■ **Text excerpt**
§

“We are the windows through which our children first see the world. Let us be conscious of the view.”
Most parents, when raising a child, struggle with finding the right approach, one that both suits their own demeanor and provides some assurance of a positive outcome. Successfully navigating the landscape of“teachable” moments often requires this finely calibrated approach: a balance somewhere between severe restrictions that may girdle your child’s independent spirit and a laissez-faire hands-off approach that may pave the way to a well tailored orange jumpsuit. In my unexceptional experience, the correct response to much of what we parents encounter often requires patience, trust, and a steely willingness to be un-friended by your child(short periods of time that often seem like forever).
On the subject of parenting and raising children correctly, there is no shortage of advice and how to books. Some are mostly clever, characterized by humorous anecdotes; some are quite laughable;some offer solutions not particularly germane to the circumstances I’ve encountered; some read like text books.

§

■ **Exercise data**
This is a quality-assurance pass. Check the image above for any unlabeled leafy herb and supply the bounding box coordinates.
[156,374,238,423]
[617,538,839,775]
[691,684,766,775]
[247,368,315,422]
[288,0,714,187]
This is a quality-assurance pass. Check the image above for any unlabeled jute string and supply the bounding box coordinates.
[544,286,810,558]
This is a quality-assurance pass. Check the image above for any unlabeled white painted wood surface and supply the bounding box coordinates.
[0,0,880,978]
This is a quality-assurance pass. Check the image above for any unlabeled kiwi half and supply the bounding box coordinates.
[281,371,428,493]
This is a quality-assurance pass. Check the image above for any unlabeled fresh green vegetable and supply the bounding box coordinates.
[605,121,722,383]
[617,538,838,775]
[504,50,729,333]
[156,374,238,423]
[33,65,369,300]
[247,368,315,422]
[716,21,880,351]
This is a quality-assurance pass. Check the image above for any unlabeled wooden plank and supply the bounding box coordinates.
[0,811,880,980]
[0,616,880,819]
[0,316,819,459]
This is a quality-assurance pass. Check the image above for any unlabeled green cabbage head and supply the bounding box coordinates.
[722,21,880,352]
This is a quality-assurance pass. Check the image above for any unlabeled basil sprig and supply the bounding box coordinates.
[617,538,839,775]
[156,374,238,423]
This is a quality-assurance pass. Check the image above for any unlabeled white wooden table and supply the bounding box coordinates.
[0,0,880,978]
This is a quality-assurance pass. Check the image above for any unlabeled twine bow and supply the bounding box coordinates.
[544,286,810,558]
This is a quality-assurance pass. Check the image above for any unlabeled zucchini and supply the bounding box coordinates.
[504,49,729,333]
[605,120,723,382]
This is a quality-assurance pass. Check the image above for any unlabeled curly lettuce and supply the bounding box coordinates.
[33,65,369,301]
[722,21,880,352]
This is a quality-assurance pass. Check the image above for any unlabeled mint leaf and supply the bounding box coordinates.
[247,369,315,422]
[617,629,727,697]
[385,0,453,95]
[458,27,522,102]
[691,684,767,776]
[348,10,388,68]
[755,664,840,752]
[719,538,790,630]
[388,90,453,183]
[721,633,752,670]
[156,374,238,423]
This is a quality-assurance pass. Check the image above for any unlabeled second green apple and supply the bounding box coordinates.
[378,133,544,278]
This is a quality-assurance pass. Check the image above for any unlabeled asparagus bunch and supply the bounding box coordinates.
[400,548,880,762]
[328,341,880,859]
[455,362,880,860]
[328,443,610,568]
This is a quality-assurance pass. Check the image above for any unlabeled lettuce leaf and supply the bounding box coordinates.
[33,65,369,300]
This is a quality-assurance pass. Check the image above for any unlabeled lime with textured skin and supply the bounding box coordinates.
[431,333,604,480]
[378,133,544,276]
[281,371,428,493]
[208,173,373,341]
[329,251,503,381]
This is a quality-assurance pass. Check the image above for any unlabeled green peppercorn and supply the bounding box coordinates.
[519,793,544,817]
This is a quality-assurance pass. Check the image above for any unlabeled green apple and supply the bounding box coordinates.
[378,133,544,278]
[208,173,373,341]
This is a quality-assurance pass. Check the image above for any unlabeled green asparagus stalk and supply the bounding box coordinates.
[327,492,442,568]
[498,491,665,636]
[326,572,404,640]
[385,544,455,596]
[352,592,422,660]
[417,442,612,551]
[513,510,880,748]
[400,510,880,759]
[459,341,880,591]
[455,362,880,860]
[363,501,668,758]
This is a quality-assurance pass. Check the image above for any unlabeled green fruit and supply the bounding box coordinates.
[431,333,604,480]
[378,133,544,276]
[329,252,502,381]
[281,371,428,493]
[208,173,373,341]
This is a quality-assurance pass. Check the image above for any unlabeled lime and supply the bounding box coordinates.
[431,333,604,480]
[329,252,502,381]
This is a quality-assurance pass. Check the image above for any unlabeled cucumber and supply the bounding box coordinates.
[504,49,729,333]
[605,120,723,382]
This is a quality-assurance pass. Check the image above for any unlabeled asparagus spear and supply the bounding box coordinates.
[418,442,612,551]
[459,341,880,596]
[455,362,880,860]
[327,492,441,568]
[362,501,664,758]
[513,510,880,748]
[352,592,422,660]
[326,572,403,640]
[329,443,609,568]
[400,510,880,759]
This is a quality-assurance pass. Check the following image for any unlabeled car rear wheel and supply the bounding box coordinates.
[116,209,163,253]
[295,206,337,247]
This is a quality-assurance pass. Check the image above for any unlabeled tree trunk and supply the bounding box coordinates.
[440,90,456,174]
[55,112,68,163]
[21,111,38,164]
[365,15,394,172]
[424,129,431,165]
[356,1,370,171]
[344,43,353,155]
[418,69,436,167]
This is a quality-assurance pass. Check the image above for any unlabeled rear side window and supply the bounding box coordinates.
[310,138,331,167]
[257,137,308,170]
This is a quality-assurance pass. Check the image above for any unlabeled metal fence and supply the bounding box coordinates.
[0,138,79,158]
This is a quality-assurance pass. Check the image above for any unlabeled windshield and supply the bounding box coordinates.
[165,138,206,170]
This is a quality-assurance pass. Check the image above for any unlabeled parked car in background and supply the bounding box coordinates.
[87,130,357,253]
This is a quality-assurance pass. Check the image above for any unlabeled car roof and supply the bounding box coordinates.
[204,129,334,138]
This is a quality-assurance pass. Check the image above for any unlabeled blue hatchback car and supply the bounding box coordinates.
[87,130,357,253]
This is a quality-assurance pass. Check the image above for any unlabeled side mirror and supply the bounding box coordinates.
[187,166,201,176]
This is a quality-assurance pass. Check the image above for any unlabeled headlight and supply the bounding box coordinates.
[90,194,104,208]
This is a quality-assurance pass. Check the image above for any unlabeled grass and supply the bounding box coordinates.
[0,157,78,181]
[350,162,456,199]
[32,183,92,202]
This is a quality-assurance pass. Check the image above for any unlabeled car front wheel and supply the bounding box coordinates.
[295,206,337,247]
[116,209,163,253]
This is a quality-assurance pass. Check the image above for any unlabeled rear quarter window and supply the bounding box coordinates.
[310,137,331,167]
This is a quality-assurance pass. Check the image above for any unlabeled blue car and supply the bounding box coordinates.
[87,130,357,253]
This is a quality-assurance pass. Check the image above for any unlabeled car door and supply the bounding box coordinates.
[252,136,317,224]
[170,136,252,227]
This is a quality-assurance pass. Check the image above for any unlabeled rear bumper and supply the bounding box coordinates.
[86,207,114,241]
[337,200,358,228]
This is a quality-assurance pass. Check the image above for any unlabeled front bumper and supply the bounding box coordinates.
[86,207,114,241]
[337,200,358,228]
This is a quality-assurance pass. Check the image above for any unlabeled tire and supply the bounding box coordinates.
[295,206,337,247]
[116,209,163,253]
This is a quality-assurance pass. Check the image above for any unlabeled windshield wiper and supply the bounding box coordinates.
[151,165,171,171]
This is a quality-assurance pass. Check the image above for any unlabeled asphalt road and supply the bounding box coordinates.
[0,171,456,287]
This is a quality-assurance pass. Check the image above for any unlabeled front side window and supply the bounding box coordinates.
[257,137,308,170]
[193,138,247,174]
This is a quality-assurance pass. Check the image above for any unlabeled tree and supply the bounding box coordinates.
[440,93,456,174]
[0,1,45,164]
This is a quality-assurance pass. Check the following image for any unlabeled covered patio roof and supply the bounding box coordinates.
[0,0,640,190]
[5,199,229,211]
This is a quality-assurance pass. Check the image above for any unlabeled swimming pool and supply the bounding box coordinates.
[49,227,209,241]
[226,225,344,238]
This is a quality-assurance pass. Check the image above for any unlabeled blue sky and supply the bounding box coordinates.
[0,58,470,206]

§

■ **Exercise description**
Copy the stretch of the parenting essay from "Most parents, when" through "seem like forever).", substituting "perseverance" for "patience".

■ **Response to the exercise**
Most parents, when raising a child, struggle with finding the right approach, one that both suits their own demeanor and provides some assurance of a positive outcome. Successfully navigating the landscape of“teachable” moments often requires this finely calibrated approach: a balance somewhere between severe restrictions that may girdle your child’s independent spirit and a laissez-faire hands-off approach that may pave the way to a well tailored orange jumpsuit. In my unexceptional experience, the correct response to much of what we parents encounter often requires perseverance, trust, and a steely willingness to be un-friended by your child(short periods of time that often seem like forever).